- [DOKUMENTTEXT]:
So fand der Ethnologe – wieder durch die Analyse des Lehnwortbestandes – Hinweise darauf, dass slawische Fürsten die Organisationsform der Varäger als Vorbild für ihre Gefolgschaft übernommen haben. „Und Silberfunde aus Gräbern und aus Hortfunden jener Zeit zeigen, dass Handelskontakte mit dem Orient, mit Bagdad, Taschkent, Samarkand und Buchara stattgefunden haben“, berichtet er.

Dieses Silber habe zunehmend den Naturalientausch ersetzt, bis schließlich um 880/890 das Monetarsystem nach Ost- und Ostmitteleuropa eingeführt worden sei. „Doch während es in Westeuropa längst Münzgeldwirtschaft gab, entstand dort zunächst eine Gewichtsgeldwährung mit Hacksilber“, konstatiert Schorkowitz. „Rubel oder russisch rubit steht für das Abgehauene, Abgehackte im Unterschied zu russisch dengi – Geld, das von tatarisch beziehungsweise čagataiisch tängkä abgeleitet ist, was auf späteren, tatar-mongolischen Kulturtransfer des 13. Jahrhunderts verweist.“

Ebenso wie viele der übernommenen materiellen Güter hatte Hacksilber als Währungsmittel nur eine vergleichsweise geringe Halbwertszeit, bevor es sich, seiner Funktion verlustig geworden, im Sediment einer Integrationskultur ablagerte. Nicht viel anders verhält es sich nach Dittmar Schorkowitz‘ Erkenntnis mit den Gütern ideeller Natur, wie sie nicht zuletzt aus dem byzantinisch-griechischen Kulturkreis gewonnen wurden.

Schrift, Religion, Ideologie, Malerei und Architektur seien nicht eins zu eins in die Rus' übertragen, sondern angepasst und sozial ausgehandelt worden. Für den Bau neuer Kirchen und Kathedralen habe man zwar byzantinische Architekten berufen, doch bei der Umsetzung seien lokale Baumeister mit am Werk gewesen. Sie sollten säkulare Elemente quasi als Lokalkolorit in das Bauwerk einbringen. „Zur ihren Aufgaben gehörte es, das Bedürfnis der miteinander konkurrierenden Teilfürstentümer nach Repräsentation in Szene zu setzen“, sagt der Forscher. Nicht zuletzt dadurch und durch den Einsatz regionaler Baumaterialien und Techniken seien in der Rus' eben keine Kopien byzantinischer Vorlagen entstanden, sondern Kathedralen und Kirchen eigener Prägung.

Eher säkularen Charakter hatten laut Schorkowitz jene Kulturgüter, die mit dem Einzug der Mongolen in Osteuropa zu Beginn des 13. Jahrhunderts in die Region flossen. „Ihr Erscheinen bedeutete für die Slavia Asiatica eine rapide Zunahme von Kulturformen asiatischer Herkunft, von neuen Orientierungen und vielfältigen Akkulturations- und Assimilationsprozessen“, so der Wissenschaftler über die nachhaltigen Auswirkungen des Mongolensturms und den anschließenden Frieden im Großreich des Dschingis Khan. „Die Pax Mongolica vermittelte damals einer mit hohem Eigeninteresse auftretenden Elite Kulturgüter aus China, Zentralasien und dem Iran und trug so entscheidend zur kulturellen Formgebung der Slavia Asiatica  und Osteuropas bei.“

Die quellenkritische Analyse von Erlassen der Goldenen Horde zeigt, dass es dabei keineswegs nur um Innovationen aus der Kriegskunst ging, sondern die Pax Mongolica auch ein Verwaltungs- und Kanzleiwesen einschließlich eines Steuer- und Abgabesystems mit sich brachte.

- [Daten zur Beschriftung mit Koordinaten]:
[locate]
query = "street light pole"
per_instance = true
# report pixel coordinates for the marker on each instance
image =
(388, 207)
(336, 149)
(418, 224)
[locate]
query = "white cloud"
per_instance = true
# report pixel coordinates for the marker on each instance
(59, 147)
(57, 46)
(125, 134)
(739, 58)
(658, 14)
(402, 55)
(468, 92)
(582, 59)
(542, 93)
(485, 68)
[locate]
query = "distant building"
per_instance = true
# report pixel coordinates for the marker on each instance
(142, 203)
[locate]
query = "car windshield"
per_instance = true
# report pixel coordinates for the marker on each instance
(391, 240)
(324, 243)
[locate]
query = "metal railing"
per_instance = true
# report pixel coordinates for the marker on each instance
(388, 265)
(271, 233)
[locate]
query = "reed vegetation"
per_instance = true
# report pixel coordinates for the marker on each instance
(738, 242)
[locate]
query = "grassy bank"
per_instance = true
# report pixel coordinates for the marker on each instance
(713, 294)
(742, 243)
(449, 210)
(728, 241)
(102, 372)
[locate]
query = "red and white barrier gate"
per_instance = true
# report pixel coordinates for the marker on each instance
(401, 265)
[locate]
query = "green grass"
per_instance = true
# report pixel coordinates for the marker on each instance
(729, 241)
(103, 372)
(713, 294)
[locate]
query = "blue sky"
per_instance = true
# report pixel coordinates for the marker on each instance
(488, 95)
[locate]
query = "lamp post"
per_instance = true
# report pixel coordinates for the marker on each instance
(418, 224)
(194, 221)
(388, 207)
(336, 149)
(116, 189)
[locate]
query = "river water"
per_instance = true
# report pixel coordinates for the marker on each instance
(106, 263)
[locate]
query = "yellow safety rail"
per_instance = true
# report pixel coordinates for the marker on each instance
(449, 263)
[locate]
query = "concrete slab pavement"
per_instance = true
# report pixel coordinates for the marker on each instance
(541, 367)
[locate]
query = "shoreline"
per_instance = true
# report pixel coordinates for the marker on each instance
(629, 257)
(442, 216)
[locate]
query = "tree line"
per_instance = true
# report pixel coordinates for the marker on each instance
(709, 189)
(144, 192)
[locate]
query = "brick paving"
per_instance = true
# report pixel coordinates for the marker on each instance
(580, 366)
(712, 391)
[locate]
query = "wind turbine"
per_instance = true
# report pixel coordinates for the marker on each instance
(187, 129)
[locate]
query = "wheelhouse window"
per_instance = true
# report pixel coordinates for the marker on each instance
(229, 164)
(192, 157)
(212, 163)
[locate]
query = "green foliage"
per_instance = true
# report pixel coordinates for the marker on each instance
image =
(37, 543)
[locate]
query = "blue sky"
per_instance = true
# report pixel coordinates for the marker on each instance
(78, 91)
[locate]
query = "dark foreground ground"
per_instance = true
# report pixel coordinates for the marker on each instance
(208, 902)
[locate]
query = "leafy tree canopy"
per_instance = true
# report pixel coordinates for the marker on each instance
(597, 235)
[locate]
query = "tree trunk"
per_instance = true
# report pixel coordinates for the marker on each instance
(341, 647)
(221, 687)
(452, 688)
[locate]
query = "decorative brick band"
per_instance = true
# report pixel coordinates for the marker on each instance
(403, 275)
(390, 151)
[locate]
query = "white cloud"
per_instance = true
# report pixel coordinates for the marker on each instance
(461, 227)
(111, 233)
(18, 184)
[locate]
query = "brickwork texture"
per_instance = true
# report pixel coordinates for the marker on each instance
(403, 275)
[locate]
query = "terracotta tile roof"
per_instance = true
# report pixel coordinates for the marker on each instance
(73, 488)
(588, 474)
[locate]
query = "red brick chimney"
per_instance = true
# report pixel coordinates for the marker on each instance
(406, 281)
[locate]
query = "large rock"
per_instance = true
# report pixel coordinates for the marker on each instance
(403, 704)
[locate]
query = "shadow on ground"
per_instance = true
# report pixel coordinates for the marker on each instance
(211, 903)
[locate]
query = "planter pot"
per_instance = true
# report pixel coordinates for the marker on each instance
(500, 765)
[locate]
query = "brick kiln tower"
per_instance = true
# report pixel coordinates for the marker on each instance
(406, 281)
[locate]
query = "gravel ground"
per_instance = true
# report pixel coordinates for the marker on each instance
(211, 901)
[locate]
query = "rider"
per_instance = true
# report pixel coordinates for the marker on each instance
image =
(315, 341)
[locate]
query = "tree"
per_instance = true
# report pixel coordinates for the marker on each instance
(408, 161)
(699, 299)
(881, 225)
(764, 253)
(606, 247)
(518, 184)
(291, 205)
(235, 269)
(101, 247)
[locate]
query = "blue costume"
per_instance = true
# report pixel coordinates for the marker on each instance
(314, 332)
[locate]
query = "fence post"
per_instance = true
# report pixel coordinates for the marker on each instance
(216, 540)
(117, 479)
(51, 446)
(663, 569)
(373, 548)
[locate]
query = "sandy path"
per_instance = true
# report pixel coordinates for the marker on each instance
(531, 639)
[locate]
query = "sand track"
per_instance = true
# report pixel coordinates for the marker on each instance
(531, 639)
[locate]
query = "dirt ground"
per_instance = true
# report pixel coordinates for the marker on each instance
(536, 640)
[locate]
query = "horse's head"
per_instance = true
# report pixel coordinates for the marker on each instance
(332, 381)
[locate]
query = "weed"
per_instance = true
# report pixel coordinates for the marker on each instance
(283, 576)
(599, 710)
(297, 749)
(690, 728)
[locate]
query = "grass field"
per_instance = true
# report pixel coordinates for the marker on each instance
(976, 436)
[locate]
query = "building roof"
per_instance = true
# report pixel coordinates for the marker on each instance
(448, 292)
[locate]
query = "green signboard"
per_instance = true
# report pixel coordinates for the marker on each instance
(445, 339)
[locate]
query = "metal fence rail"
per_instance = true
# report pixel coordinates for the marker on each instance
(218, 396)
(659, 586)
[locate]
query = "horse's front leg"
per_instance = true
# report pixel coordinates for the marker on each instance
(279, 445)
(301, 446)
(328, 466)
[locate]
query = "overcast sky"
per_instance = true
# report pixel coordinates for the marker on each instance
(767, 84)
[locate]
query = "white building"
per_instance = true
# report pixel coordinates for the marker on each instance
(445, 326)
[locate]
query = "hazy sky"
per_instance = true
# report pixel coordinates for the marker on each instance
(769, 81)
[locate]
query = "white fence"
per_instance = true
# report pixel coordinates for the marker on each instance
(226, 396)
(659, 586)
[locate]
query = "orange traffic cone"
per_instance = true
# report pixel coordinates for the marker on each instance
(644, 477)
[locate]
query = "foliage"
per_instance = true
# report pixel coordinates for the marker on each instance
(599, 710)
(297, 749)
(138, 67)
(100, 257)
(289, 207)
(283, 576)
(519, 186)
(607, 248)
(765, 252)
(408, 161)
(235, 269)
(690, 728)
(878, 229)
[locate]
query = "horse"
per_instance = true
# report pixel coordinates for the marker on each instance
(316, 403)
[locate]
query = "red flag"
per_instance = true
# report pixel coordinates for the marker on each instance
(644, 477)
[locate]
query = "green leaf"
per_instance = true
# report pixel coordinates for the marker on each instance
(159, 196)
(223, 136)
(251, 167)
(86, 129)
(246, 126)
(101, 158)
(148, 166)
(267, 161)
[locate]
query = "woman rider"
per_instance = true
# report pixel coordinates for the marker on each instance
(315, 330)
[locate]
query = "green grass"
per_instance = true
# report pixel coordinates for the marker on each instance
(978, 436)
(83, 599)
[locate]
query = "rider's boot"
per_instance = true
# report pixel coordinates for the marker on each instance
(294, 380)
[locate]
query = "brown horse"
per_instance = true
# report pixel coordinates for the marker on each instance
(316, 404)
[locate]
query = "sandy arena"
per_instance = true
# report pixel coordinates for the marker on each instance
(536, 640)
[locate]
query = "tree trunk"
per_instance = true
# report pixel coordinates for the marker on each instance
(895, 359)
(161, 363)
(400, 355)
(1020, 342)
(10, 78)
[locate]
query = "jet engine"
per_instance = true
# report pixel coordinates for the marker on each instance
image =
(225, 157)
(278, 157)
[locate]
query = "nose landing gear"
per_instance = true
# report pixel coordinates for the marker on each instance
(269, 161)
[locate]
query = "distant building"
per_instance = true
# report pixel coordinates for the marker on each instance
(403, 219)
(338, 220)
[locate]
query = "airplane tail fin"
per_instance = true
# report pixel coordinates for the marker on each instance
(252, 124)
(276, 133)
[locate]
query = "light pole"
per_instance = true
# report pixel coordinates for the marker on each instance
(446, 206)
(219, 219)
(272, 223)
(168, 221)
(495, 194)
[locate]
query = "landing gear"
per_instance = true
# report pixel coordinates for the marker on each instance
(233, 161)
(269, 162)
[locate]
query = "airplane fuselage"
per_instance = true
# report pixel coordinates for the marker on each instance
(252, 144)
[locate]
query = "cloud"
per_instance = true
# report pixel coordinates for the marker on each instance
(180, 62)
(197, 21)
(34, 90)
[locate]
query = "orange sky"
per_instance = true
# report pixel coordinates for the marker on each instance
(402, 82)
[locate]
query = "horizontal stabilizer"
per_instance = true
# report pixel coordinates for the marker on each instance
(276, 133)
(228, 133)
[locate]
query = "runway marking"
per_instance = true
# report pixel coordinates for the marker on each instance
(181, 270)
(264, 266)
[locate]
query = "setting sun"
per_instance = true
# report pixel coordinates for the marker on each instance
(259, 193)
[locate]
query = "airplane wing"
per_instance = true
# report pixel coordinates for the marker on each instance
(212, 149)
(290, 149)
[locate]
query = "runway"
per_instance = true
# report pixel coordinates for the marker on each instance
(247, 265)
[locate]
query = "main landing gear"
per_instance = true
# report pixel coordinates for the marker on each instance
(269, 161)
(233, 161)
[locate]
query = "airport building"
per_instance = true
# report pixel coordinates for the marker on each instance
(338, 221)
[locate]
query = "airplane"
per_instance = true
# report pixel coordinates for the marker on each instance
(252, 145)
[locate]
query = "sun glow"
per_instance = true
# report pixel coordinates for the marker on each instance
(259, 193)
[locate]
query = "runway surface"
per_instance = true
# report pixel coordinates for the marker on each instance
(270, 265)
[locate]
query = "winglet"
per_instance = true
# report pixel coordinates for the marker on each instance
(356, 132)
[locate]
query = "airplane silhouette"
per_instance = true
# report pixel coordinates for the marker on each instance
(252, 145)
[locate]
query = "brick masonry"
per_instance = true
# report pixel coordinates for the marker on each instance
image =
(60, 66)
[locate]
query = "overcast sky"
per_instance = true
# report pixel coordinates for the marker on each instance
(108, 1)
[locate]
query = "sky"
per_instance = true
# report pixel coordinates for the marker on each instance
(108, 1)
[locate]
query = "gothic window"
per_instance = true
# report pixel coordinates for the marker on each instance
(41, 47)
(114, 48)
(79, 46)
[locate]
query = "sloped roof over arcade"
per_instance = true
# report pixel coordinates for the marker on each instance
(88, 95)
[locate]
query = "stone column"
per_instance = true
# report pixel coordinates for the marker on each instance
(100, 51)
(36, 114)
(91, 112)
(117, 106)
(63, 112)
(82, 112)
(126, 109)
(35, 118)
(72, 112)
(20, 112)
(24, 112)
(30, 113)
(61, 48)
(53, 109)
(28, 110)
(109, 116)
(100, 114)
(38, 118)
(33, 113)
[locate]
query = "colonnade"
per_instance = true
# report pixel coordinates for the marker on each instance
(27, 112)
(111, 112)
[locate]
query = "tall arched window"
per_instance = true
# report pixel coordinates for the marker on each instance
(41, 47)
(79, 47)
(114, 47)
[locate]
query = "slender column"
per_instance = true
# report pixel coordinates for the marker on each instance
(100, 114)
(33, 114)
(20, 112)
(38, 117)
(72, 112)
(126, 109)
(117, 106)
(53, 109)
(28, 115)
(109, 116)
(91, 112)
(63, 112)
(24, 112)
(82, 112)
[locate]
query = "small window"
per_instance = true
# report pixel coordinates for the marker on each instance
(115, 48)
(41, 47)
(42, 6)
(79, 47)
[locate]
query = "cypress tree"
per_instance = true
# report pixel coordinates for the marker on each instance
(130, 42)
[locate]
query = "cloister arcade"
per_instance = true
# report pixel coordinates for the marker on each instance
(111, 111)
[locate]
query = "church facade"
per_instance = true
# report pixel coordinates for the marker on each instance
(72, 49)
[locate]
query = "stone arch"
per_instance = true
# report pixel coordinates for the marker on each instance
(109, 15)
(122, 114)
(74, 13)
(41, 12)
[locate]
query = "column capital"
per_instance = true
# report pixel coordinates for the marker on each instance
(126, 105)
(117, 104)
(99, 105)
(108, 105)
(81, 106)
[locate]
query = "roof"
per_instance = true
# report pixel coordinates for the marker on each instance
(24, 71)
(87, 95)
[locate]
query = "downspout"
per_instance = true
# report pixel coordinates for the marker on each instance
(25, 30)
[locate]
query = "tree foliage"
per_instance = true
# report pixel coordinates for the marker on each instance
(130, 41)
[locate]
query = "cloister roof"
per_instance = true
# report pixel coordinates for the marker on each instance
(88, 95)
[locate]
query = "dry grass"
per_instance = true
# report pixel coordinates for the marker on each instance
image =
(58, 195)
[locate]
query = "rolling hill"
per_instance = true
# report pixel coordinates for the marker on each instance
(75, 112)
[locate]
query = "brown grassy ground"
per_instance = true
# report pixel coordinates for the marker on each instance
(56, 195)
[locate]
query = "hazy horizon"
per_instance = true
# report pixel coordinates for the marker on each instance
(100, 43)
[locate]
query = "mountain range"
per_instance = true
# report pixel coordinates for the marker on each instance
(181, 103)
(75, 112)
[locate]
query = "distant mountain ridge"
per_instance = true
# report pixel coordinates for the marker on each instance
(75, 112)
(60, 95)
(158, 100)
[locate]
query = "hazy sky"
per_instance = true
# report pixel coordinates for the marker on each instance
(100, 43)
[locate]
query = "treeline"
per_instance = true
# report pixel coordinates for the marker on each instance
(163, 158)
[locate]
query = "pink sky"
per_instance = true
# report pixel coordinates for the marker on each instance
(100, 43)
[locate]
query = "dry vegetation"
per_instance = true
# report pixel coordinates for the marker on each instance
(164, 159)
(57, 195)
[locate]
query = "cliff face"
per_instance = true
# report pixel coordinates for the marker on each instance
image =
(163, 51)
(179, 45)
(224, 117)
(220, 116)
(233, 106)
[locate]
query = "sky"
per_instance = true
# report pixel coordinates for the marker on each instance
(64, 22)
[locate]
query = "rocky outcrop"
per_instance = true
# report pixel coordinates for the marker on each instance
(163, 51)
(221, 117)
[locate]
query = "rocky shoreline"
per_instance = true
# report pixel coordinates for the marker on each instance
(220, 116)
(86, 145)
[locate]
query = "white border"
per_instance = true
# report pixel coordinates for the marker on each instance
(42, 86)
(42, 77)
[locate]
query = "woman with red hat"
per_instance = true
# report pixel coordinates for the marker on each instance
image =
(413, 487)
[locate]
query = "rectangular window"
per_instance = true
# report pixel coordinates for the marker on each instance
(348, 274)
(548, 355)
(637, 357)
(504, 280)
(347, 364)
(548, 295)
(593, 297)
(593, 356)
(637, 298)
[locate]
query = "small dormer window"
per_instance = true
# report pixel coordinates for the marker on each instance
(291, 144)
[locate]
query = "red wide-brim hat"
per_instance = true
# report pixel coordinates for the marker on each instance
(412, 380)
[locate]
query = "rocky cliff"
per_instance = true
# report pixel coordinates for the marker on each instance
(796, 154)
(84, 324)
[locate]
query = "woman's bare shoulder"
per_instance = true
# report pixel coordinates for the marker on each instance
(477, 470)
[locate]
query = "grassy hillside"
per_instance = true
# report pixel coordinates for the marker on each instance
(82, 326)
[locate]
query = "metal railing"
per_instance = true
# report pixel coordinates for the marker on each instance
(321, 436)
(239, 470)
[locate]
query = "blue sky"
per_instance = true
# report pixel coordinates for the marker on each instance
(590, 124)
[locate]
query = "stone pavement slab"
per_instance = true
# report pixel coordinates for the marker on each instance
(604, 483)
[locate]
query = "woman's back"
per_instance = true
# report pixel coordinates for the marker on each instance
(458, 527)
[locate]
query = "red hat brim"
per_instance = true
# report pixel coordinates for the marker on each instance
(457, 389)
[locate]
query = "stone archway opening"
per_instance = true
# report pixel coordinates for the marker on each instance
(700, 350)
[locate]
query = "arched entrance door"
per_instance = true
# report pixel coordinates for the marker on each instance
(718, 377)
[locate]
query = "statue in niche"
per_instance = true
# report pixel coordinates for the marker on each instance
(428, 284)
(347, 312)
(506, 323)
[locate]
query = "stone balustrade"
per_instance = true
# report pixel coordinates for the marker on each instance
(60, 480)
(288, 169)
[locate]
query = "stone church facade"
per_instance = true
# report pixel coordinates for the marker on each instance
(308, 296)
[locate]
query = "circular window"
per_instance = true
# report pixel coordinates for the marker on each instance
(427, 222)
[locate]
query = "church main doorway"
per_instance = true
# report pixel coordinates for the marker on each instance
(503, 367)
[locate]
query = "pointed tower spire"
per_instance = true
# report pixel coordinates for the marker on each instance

- [GESTELLTE AUFGABE A]: Gib aus dem Text über den Kulturtransfer in die Rus' den Abschnitt von „Schrift, Religion, Ideologie, Malerei“ bis einschließlich „Kirchen eigener Prägung.“ wortgetreu wieder.
- [GESTELLTE AUFGABE B]: Finde in den Einträgen jede Zeile, in der das Wort „small“ vorkommt, und schreib sie unverändert ab. Achte dabei auf Groß- und Kleinschreibung.
Der Text und die Einträge haben nichts miteinander zu tun.

- [ENDERGEBNIS A]:
Schrift, Religion, Ideologie, Malerei und Architektur seien nicht eins zu eins in die Rus' übertragen, sondern angepasst und sozial ausgehandelt worden. Für den Bau neuer Kirchen und Kathedralen habe man zwar byzantinische Architekten berufen, doch bei der Umsetzung seien lokale Baumeister mit am Werk gewesen. Sie sollten säkulare Elemente quasi als Lokalkolorit in das Bauwerk einbringen. „Zur ihren Aufgaben gehörte es, das Bedürfnis der miteinander konkurrierenden Teilfürstentümer nach Repräsentation in Szene zu setzen“, sagt der Forscher. Nicht zuletzt dadurch und durch den Einsatz regionaler Baumaterialien und Techniken seien in der Rus' eben keine Kopien byzantinischer Vorlagen entstanden, sondern Kathedralen und Kirchen eigener Prägung.

- [ENDERGEBNIS B]:
query = "small window"
query = "small dormer window"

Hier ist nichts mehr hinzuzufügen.